== DATA ==
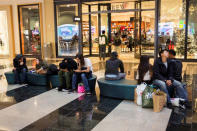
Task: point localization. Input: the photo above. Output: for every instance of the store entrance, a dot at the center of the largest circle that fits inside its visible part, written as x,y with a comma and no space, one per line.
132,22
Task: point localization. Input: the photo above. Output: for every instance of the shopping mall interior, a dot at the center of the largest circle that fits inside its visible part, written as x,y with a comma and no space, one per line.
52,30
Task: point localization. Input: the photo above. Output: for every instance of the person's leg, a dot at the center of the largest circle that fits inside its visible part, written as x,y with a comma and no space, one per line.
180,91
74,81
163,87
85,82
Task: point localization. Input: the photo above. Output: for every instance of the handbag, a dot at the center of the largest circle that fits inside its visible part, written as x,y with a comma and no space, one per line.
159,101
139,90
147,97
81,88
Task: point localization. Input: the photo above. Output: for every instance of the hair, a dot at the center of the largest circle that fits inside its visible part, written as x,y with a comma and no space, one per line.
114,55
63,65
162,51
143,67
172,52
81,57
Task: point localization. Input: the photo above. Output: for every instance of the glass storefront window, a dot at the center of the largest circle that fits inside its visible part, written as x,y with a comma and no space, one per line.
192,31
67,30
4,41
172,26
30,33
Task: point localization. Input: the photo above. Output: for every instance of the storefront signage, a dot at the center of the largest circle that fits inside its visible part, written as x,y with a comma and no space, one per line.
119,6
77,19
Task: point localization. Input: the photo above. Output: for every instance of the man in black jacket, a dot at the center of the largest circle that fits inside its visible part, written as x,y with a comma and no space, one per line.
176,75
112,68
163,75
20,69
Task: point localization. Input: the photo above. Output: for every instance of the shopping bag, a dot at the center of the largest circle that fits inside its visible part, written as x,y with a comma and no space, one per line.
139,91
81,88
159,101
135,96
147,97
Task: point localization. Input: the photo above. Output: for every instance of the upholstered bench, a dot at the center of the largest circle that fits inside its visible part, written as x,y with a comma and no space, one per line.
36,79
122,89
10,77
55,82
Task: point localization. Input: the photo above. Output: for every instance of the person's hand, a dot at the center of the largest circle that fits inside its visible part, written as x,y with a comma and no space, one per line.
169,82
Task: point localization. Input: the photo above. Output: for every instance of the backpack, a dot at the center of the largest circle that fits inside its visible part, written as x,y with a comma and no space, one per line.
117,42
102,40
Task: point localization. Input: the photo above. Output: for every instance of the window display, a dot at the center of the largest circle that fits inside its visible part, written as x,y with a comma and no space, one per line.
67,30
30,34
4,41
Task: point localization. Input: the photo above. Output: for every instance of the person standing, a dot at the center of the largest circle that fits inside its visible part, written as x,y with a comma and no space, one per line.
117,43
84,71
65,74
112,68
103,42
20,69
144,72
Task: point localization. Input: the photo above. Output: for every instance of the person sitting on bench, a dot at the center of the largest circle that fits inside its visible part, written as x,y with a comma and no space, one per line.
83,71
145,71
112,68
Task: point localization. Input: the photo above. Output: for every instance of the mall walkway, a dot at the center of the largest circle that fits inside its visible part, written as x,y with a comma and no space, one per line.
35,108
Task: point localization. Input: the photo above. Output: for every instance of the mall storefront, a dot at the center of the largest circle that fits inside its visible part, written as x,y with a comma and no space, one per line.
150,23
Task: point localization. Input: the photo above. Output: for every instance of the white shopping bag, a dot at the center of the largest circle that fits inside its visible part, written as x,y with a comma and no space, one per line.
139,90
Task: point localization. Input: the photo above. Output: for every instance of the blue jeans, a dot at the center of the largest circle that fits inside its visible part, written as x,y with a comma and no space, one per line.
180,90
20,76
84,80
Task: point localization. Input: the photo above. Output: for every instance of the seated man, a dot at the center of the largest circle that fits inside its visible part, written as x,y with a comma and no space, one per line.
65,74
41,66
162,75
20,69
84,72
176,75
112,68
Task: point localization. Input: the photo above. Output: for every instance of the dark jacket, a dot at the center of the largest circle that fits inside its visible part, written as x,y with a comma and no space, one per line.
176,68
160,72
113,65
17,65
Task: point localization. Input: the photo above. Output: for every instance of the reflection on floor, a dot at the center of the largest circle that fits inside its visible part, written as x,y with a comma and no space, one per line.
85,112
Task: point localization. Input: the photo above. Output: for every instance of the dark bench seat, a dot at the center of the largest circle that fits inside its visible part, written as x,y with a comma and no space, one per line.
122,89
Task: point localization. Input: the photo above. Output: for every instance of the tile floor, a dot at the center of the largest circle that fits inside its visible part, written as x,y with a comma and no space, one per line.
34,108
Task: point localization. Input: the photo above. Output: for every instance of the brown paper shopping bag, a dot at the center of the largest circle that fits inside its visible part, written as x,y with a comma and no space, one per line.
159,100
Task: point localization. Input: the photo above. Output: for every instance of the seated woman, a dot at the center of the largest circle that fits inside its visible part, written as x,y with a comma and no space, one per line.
===
Please transcribe every entry exactly as written, leaving the pictures out.

• YOUR SOLUTION
Task: point localization. Input: the photo above. Output: for every instance of the store entrance, a dot at the center of the largest circle that fits inside its visible part, written as x,y with a comma and no space, one per line.
132,22
Task: point localization. Input: the photo above. Output: for every instance of the shopping mall interior, a dot at the center of the largest circle that fits inside its visible part, written as x,y with a comma and no space, one per line.
52,30
Task: point localization. Input: the photo above. Output: for every instance of the person's leg, a dot at the center of the largest circle that fits inside its visible part, written as x,y with a comma and no space, one per line.
180,91
74,81
163,87
85,82
Task: point localization. Input: the photo above. Output: for every instance of the handbag, a dot at the center of the largest circle that fits inside its visible part, written as x,y with a comma and no space, one per line.
159,101
139,90
147,97
81,88
Task: point localization. Input: the photo above. Output: for every instance of the hair, a dot at the center of the largest circle that fits inside its visible part, written as x,y with a comma and no space, one per line.
114,55
63,65
162,51
143,67
172,52
81,57
Task: point localization. Input: the photo above. Output: for every instance of the glass storefront window, a dot at the center of the largest circle that fits inside its visible part, written as x,y with a comma and no space, one per line.
192,31
67,30
4,41
172,26
30,33
Task: point localization. Input: the photo above. Output: for every instance of the storefront signage, a dot at the center of the largest circle that fits inside its visible part, written as x,y with a comma and no space, one per line.
119,6
77,19
Task: point localization. Input: the photo above. Output: for every instance of the man in black jacket, a dot at the center of the largest circle that fits inside its visible part, written as x,y with a comma and no space, one per line.
176,75
112,68
163,75
20,69
Task: point localization. Input: the photo above. Output: for every instance of the shopping bag, a dot at the center of the largest circle that fits inside its visible part, written as x,y with a comma and no space, one per line.
139,91
81,88
159,101
135,96
147,97
Task: point localization. Input: the photo above. Output: for every instance of the upholstered bench, a dot at the center of the largest circle that fits inside its visible part, written as x,y with a comma and no space, one per line.
36,79
122,89
10,77
55,82
Task: point localization. Input: the photo above. Output: for every instance of the person's hand, a dot at the center of the largest circle that fits inside its visible part, written as x,y with a comma and no space, one per line.
169,82
Task: point localization. Input: the photo above. Output: for every instance of the backpack, a dot at the center of the largest circle that fits inside its visible part, written as x,y with a comma and no space, one per line.
117,42
102,40
Task: point localization. Input: the photo above. Output: for every instance of the window display, a dot at the center of the largest circle that fits inside its visible part, written as x,y with a comma and no space, one per line.
67,30
30,34
4,41
Task: point localization. Input: the photo above. Output: for every instance of the person standing, a dot at the center of the largest circle that fits inside its visible part, written as x,y with a comma and no space, one per line.
117,43
84,71
65,74
112,68
103,42
20,69
144,72
Task: point localization. Input: the photo above. Output: for every instance of the person sitting on bench, a dot at the center of the largest circle that fits inside its visible part, written as x,y with a comma and no space, one per line.
83,71
145,71
112,68
Task: point localization. Input: the photo above. Output: for every instance of the mall walkway, a dot at the center of the largest circle that fits inside its visible part, written as x,y with a comma and no space, one per line.
35,108
Task: point localization. Input: the photo above. Output: for every instance of the mall storefront, a dot at the center of the largest circle that fits inside its visible part, written as x,y with a comma and no space, one per line.
150,23
Task: point localization. Input: the photo above. Output: for every instance of the white shopping bag, a dot at the center of the largest circle that fits inside its visible part, written as x,y with a comma and no space, one per line.
139,90
Task: point localization. Input: the photo above. Output: for every instance of the blue jeans, a dot at the center of the largest circle that fits inside its visible part, written as x,y with a comma and no space, one per line.
180,90
20,76
84,80
Task: point localization. Input: the photo above. Output: for every instance of the seated man, a dot at the center of the largest circle that fits inside its visible part, written as x,y with a comma and no space, one per line.
65,74
41,66
162,75
20,69
84,72
176,75
112,68
Task: point localization. Input: the photo above. Output: for every instance of the dark jacket, a dot at the center of the largest circle that fits inside its visible part, written as x,y with a comma and no space, one per line.
176,68
160,72
113,65
17,65
Task: point localization. Input: the photo above. Output: for every instance of the reflection on floor, a dot at the center of the largest circle that fits inside its visible part, written as x,y with a comma and no space, one per line.
85,112
Task: point localization. Input: the photo above. Output: for every instance of the dark bench seat, a dot at the center of the largest circle that fits inside its visible part, written as x,y with a comma and no space, one per line.
122,89
Task: point localization. Input: the photo above. Output: for every instance of the tile floor, a dot at the center of the largest circle that fits inside its visible part, written as x,y with a comma and no space, one per line.
34,108
Task: point localization. Input: the photo above. Output: for every instance of the brown paper shopping bag, a dot at the center of the largest circle that fits inside its visible part, written as x,y with a comma and no space, one per line.
159,100
Task: point localization. Input: the photo above. Output: for every instance of the seated woman, a dot at the center of the largest circle that fits inside its visible part, written as x,y with a comma and no space, one per line.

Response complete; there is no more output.